◆ Data entries:
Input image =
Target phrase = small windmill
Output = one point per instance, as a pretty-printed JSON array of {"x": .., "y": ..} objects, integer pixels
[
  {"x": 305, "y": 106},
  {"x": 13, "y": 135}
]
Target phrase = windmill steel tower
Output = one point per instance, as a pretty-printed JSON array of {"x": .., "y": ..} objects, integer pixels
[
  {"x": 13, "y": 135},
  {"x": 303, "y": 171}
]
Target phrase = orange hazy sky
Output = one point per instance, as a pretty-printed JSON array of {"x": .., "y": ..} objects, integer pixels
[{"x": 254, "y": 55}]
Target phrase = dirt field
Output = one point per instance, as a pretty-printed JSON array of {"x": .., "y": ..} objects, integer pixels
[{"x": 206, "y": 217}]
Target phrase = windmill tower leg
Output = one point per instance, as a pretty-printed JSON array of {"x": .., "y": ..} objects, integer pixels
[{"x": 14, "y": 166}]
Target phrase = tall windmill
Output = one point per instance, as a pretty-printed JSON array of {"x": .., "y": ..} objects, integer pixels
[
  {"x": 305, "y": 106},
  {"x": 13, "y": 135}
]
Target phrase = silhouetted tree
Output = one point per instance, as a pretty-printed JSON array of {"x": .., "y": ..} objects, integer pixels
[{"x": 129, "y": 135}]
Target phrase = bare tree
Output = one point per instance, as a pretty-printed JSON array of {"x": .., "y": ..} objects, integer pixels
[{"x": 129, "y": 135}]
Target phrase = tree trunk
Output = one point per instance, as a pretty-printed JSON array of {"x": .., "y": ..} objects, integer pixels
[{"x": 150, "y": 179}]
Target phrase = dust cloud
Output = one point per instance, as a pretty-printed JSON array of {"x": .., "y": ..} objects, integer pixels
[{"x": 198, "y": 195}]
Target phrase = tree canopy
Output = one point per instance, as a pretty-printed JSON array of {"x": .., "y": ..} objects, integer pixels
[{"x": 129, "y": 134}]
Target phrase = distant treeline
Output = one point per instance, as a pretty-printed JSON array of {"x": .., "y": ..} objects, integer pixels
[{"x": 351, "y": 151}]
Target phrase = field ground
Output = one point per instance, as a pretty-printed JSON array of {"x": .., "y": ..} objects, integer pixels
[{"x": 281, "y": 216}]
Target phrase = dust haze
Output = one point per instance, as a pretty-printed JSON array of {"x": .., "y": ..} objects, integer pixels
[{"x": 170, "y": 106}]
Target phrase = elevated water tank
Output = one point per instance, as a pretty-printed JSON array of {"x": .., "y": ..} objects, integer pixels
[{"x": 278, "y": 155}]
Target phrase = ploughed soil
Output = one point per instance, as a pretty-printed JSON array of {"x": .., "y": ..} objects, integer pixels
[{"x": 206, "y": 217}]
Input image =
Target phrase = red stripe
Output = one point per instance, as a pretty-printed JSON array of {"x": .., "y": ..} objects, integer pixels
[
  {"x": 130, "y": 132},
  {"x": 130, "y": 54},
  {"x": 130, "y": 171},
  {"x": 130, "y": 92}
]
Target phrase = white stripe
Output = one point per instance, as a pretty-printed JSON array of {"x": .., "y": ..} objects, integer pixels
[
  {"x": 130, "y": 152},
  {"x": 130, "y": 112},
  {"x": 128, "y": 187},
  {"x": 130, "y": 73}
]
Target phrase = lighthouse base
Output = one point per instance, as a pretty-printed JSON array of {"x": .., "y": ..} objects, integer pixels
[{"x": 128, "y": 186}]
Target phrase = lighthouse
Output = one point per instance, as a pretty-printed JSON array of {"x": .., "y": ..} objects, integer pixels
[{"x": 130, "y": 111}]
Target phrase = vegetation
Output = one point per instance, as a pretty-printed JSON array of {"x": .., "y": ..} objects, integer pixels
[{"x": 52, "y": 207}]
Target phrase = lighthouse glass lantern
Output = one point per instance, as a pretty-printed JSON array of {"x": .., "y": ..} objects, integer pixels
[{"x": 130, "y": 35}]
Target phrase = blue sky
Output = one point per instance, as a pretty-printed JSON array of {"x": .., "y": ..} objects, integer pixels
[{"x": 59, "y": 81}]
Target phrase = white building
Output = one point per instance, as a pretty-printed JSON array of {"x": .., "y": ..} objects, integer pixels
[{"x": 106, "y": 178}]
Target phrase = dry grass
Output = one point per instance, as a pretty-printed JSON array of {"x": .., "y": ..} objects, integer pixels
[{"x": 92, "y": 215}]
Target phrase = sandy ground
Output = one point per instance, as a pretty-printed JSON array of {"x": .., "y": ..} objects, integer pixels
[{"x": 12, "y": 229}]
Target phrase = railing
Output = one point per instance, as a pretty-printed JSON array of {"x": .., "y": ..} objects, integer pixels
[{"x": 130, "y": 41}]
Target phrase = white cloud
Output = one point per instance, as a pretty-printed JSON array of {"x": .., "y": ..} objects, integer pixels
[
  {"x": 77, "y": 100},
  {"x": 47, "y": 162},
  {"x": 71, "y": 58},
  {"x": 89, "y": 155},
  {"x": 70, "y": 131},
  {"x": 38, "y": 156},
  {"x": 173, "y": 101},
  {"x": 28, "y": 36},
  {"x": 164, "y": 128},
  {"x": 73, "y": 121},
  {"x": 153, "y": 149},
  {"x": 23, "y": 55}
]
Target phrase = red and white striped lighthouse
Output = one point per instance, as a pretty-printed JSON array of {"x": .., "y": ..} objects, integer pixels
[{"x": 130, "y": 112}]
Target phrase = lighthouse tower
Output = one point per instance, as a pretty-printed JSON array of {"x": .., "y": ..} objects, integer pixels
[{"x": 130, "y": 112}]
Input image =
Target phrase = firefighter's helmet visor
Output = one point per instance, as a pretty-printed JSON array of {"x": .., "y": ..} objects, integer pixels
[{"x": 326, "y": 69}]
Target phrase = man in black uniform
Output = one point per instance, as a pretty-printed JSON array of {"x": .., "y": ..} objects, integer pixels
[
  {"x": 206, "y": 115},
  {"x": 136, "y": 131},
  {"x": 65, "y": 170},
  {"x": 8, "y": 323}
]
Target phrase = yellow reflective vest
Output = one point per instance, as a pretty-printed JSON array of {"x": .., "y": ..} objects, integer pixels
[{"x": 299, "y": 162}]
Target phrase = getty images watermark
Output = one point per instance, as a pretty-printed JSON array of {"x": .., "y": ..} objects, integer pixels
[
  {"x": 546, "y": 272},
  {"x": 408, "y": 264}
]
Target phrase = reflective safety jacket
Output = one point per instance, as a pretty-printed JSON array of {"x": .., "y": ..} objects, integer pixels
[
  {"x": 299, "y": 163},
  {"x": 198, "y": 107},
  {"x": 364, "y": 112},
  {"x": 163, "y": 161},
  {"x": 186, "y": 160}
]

◆ Problem requirements: Make a verbatim copy of every entry shown above.

◆ Answer below:
Input image =
Target phrase = small windmill
Output = one point per instance, as a pretty-printed JSON array of {"x": .., "y": ..} objects, integer pixels
[
  {"x": 305, "y": 106},
  {"x": 13, "y": 135}
]
Target phrase = windmill steel tower
Output = one point per instance, as a pretty-printed JSON array of {"x": .., "y": ..} objects, integer pixels
[
  {"x": 13, "y": 135},
  {"x": 303, "y": 171}
]
Target phrase = orange hazy sky
Output = one point per instance, as a pretty-printed JSON array of {"x": .., "y": ..} objects, integer pixels
[{"x": 254, "y": 55}]
Target phrase = dirt field
Output = one point per instance, as a pretty-printed JSON array of {"x": .., "y": ..} objects, integer pixels
[{"x": 206, "y": 217}]
Target phrase = windmill tower leg
Output = one point per instance, as a pretty-printed JSON array of {"x": .., "y": ..} objects, integer pixels
[{"x": 14, "y": 166}]
Target phrase = tall windmill
Output = one point per instance, as a pretty-printed JSON array of {"x": .., "y": ..} objects, integer pixels
[
  {"x": 305, "y": 106},
  {"x": 13, "y": 135}
]
Target phrase = silhouetted tree
Output = one point per instance, as a pretty-printed JSON array of {"x": .., "y": ..} objects, integer pixels
[{"x": 129, "y": 135}]
Target phrase = bare tree
Output = one point per instance, as a pretty-printed JSON array of {"x": .., "y": ..} objects, integer pixels
[{"x": 129, "y": 135}]
Target phrase = tree trunk
Output = one point per instance, as a pretty-printed JSON array of {"x": .., "y": ..} objects, integer pixels
[{"x": 150, "y": 179}]
Target phrase = dust cloud
Output = one point per instance, as a pretty-printed JSON array of {"x": .., "y": ..} objects, integer pixels
[{"x": 198, "y": 195}]
Target phrase = tree canopy
Output = one point per instance, as a pretty-printed JSON array of {"x": .., "y": ..} objects, integer pixels
[{"x": 129, "y": 134}]
Target phrase = distant treeline
Output = one point per instance, as a pretty-printed JSON array of {"x": .., "y": ..} objects, integer pixels
[{"x": 351, "y": 151}]
Target phrase = field ground
Output = one point per instance, as a pretty-printed JSON array of {"x": .., "y": ..} objects, integer pixels
[{"x": 281, "y": 216}]
Target phrase = dust haze
Output = one point per instance, as a pretty-printed JSON array of {"x": .., "y": ..} objects, integer pixels
[{"x": 170, "y": 106}]
Target phrase = elevated water tank
Output = one point per instance, as a pretty-printed JSON array of {"x": .., "y": ..} objects, integer pixels
[{"x": 278, "y": 155}]
Target phrase = ploughed soil
Output = one point per instance, as a pretty-printed JSON array of {"x": .., "y": ..} objects, integer pixels
[{"x": 206, "y": 217}]
Input image =
Target phrase = red stripe
Output = one point per instance, as a pretty-printed JSON array of {"x": .., "y": ..} objects, integer pixels
[
  {"x": 130, "y": 132},
  {"x": 130, "y": 54},
  {"x": 130, "y": 171},
  {"x": 130, "y": 92}
]
Target phrase = white stripe
Output = one point per instance, as a pretty-printed JSON array of {"x": .., "y": ..} objects, integer pixels
[
  {"x": 130, "y": 152},
  {"x": 130, "y": 112},
  {"x": 128, "y": 187},
  {"x": 130, "y": 73}
]
Target phrase = lighthouse base
Output = one point per instance, as a pretty-printed JSON array of {"x": .., "y": ..} objects, integer pixels
[{"x": 128, "y": 186}]
Target phrase = lighthouse
Output = one point per instance, as a pretty-printed JSON array of {"x": .., "y": ..} objects, integer pixels
[{"x": 130, "y": 111}]
Target phrase = vegetation
Output = one point per instance, as a pretty-printed JSON array of {"x": .., "y": ..} objects, integer pixels
[{"x": 52, "y": 207}]
Target phrase = lighthouse glass lantern
Output = one point per instance, as a pretty-printed JSON array of {"x": .., "y": ..} objects, integer pixels
[{"x": 130, "y": 35}]
Target phrase = blue sky
Output = one point per instance, as a pretty-printed JSON array of {"x": .., "y": ..} objects, integer pixels
[{"x": 59, "y": 81}]
Target phrase = white building
Output = one point per instance, as a pretty-printed JSON array of {"x": .., "y": ..} objects, integer pixels
[{"x": 106, "y": 178}]
Target phrase = dry grass
Output = one point per instance, as a pretty-printed JSON array of {"x": .., "y": ..} objects, integer pixels
[{"x": 92, "y": 215}]
Target phrase = sandy ground
Output = one point per instance, as a pretty-printed JSON array of {"x": .., "y": ..} objects, integer pixels
[{"x": 12, "y": 229}]
Target phrase = railing
Output = one point per instance, as a pretty-printed JSON array of {"x": .., "y": ..} objects, integer pixels
[{"x": 130, "y": 41}]
Target phrase = white cloud
Output = one point per instance, as a pretty-printed JSON array of {"x": .., "y": ..} objects, integer pixels
[
  {"x": 77, "y": 100},
  {"x": 47, "y": 162},
  {"x": 71, "y": 58},
  {"x": 89, "y": 155},
  {"x": 70, "y": 131},
  {"x": 38, "y": 156},
  {"x": 173, "y": 101},
  {"x": 28, "y": 36},
  {"x": 164, "y": 128},
  {"x": 73, "y": 121},
  {"x": 153, "y": 149},
  {"x": 23, "y": 55}
]
Target phrase = red and white striped lighthouse
Output = one point per instance, as a pretty-printed JSON array of {"x": .., "y": ..} objects, integer pixels
[{"x": 130, "y": 112}]
Target phrase = lighthouse tower
Output = one point per instance, as a pretty-printed JSON array of {"x": .., "y": ..} objects, integer pixels
[{"x": 130, "y": 112}]
Input image =
Target phrase = firefighter's helmet visor
Output = one point per instance, as a pretty-printed JSON array of {"x": .., "y": ..} objects, integer pixels
[{"x": 326, "y": 69}]
Target phrase = man in black uniform
Output = one point per instance, as a pretty-printed JSON array of {"x": .., "y": ..} objects, integer pixels
[
  {"x": 206, "y": 115},
  {"x": 136, "y": 131},
  {"x": 65, "y": 170},
  {"x": 8, "y": 323}
]
Target phrase = yellow reflective vest
Output = one point per instance, as a pretty-printed JSON array of {"x": .., "y": ..} objects, integer pixels
[{"x": 299, "y": 162}]
Target phrase = getty images watermark
Output = one point per instance, as a pretty-printed JSON array of {"x": .., "y": ..} objects, integer pixels
[
  {"x": 546, "y": 272},
  {"x": 408, "y": 264}
]
Target phrase = reflective safety jacket
Output = one point per instance, as a pretty-printed JSON array of {"x": .., "y": ..} objects, integer pixels
[
  {"x": 299, "y": 163},
  {"x": 198, "y": 107},
  {"x": 364, "y": 112},
  {"x": 163, "y": 161},
  {"x": 186, "y": 160}
]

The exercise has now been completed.